Consignes:
[1] Résumez en deux phrases la critique du film Joker.
[2] Traduisez en anglais cette phrase de la critique du film Joker : « Premier véritable standalone pour le personnage, Joker joue brillamment avec l'épineuse question de l'identité de son protagoniste. »
[3] Poursuivez la critique du film Joker à partir de sa dernière phrase.

Page:
•••••

Depuis l’incontournable performance d’Heath Ledger dans le Dark Knight de Christopher Nolan, l’ombre du Joker plane sur les productions cinématographiques de DC, comme un idéal désormais hors de portée. L’échec de Suicide Squad n’a pas été sans enseignement de ce côté-ci : il y a bien un personnage intouchable dans cette mythologie, et même le talentueux Jared Leto, certes bridé par les studios, n’a su redonner à cet univers son singulier sourire. C’est donc finalement au duo formé par le surprenant Todd Phillips et l’immense Joaquin Phoenix qu’incombe la tâche d’offrir au Joker l’un de ses pas de danse les plus brillants depuis ses premières apparitions sous les traits de Cesar Romero ou Jack Nicholson.


Une fois mis à l’écart quelques plans à la construction douteuse, notamment lorsque Todd Phillips choisit de lever maladroitement sa caméra de son trépied pour pénétrer dans l’appartement d’Arthur Fleck, l’ensemble de la réalisation se révèle somme toute irréprochable, témoignant d’une véritable maîtrise dans la gestion des lumières, celles d’une Gotham spatialement divisée, ainsi que dans le choix de ses couleurs, du vert-jaune envahissant aux carnavalesques teintes de bleu et de rouge. Parée de ses plus beaux atours, la réalisation enveloppe donc la non moins éclatante performance de Joaquin Phoenix, physiquement marqué par et pour ce rôle au cœur de l’abîme.


Premier véritable standalone pour le personnage, Joker joue brillamment avec l’épineuse question de l’identité de son protagoniste. Multipliant les contre-pieds, la réalisation donne un nom au Joker : Arthur Fleck. Mais loin de se complaire dans la simplicité de cette identification nominale, Todd Phillips rappelle rapidement le personnage à ses racines, celles d’un néant originel, d’une impossible identification pré-traumatique — adopté, le Joker n’a d’Arthur Fleck que le nom et la date véritable de sa naissance correspond en ce sens bien moins à sa venue au monde qu’aux premiers coups assénés par une figure paternelle violente et une mère négligente. Arthur émerge donc directement d’un chaos identitaire, familial et social ; il est le fruit d’une double-violence, de l’abandon et de l’adoption traumatique.

•••••

Données fournies:
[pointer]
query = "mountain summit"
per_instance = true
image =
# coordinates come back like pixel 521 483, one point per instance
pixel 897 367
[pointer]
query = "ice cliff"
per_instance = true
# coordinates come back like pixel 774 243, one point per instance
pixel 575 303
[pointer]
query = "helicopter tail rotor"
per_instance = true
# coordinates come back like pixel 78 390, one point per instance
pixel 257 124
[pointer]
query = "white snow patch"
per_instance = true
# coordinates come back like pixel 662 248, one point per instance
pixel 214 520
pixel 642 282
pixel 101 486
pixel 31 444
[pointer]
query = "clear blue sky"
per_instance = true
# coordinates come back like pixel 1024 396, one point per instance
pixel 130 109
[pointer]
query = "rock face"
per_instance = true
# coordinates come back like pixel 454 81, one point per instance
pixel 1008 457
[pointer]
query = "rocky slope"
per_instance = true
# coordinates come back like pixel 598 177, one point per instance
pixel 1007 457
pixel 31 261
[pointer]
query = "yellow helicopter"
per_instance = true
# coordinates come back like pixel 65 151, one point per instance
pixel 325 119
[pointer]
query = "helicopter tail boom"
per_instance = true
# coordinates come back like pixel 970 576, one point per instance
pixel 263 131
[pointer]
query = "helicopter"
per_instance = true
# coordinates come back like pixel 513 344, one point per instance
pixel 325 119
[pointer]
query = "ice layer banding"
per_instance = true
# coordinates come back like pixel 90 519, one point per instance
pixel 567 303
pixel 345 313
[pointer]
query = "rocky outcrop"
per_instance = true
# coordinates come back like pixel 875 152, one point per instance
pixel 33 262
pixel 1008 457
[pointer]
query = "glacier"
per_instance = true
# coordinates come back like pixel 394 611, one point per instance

•••••

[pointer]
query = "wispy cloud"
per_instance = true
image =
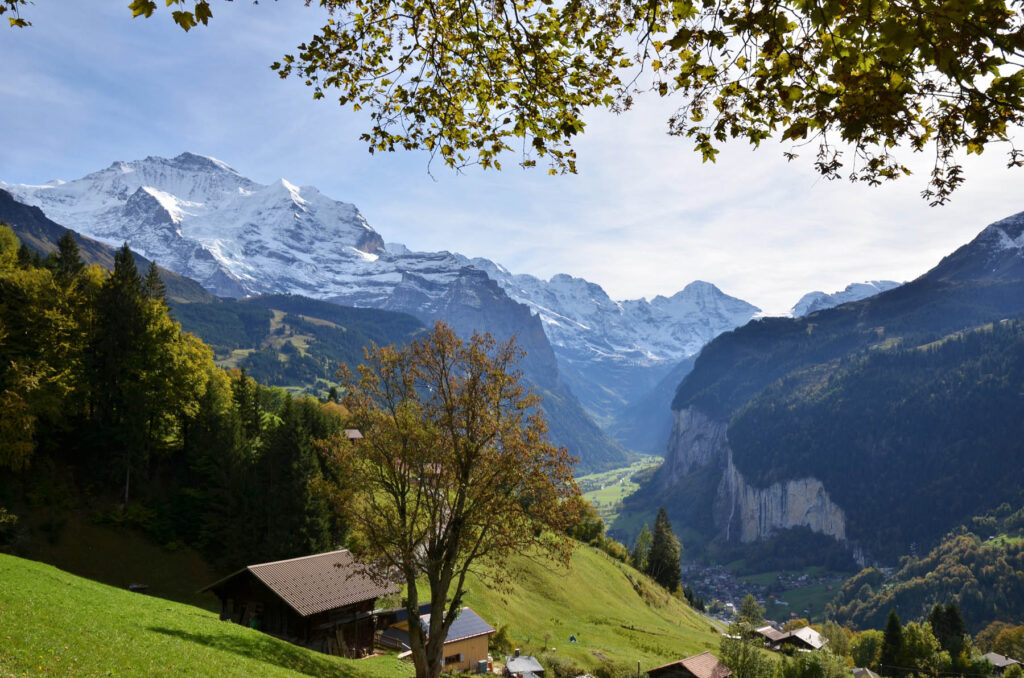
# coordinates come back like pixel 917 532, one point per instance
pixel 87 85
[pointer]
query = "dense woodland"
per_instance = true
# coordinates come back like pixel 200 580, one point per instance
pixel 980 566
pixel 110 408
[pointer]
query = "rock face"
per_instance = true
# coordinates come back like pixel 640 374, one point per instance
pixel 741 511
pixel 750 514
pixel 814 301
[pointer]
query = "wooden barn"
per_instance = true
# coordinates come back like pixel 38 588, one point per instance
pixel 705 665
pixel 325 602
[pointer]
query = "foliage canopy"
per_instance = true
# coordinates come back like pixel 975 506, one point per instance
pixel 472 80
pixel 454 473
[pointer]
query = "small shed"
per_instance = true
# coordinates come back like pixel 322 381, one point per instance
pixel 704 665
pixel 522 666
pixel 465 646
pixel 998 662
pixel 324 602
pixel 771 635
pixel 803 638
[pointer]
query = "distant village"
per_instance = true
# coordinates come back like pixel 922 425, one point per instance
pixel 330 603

•••••

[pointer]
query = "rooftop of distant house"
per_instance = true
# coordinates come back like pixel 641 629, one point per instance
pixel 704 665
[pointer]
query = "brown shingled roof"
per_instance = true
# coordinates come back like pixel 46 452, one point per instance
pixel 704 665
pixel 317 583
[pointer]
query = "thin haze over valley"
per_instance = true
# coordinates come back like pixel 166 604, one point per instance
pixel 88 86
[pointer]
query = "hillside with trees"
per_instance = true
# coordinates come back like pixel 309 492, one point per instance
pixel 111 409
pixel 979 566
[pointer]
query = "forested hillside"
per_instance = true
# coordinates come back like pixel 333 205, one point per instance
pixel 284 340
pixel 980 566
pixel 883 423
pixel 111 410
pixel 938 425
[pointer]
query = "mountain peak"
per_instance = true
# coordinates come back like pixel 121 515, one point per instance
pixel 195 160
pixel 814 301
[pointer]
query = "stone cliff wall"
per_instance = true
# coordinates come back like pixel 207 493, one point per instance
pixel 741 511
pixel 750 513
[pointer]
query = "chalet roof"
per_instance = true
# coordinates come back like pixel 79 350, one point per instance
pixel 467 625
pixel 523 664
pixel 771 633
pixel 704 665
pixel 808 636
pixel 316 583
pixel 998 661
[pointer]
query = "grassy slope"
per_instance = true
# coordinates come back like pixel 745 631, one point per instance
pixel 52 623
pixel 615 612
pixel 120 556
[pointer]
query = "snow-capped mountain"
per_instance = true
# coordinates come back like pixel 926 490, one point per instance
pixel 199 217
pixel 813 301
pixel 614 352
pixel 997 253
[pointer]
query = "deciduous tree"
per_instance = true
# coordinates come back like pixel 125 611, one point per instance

•••••

Réponses:
[1] Depuis la performance d'Heath Ledger, le Joker reste un idéal hors de portée pour les films de DC, et c'est au duo formé par Todd Phillips et Joaquin Phoenix qu'il revient d'offrir au personnage l'un de ses pas de danse les plus brillants. Malgré quelques plans douteux, la réalisation fait preuve d'une vraie maîtrise des lumières et des couleurs, met en valeur la performance éclatante de Phoenix et présente Arthur Fleck comme un être issu d'un chaos identitaire, familial et social.

[2] The character's first true standalone, Joker plays brilliantly with the thorny question of its protagonist's identity.

[3]
On regrettera néanmoins que Todd Phillips ne sache quoi faire de l’autre épineuse problématique qui gravite autour de la figure emblématique du Joker, à savoir la question de sa folie. S’il est habile d’avoir offert au personnage un handicap singulier, celui du rire incontrôlable, il est néanmoins regrettable de l’avoir retranché dans une définition relativement floue de la ‘folie’. Là où le ‘fou rire’ permet de donner au personnage une certaine consistance du fait d’un lien on ne peut plus évident avec un trait caractéristique et emblématique du Joker, les autres pathologies supposées d’Arthur Fleck n’apportent que très peu à la narration : la distorsion du réel et les fantasmes qui y sont liés, à l’instar d’une relation amoureuse rêvée, ne doivent en rien être une justification au basculement du personnage — son handicap traumatique, celui du rire donc, suffit bien amplement à conférer à Arthur une certaine fragilité, à faire de lui un personnage en marge que les politiques sociales de la ville finissent par abandonner. Je pose la question ici : quelle profondeur est apportée en faisant d’Arthur Fleck un sociopathe ? Todd Phillips ne prend-t-il pas ici le risque de soumettre le basculement violent du Joker à sa condition mentale, liant par là même la sociopathic du personnage à la notion de criminalité ?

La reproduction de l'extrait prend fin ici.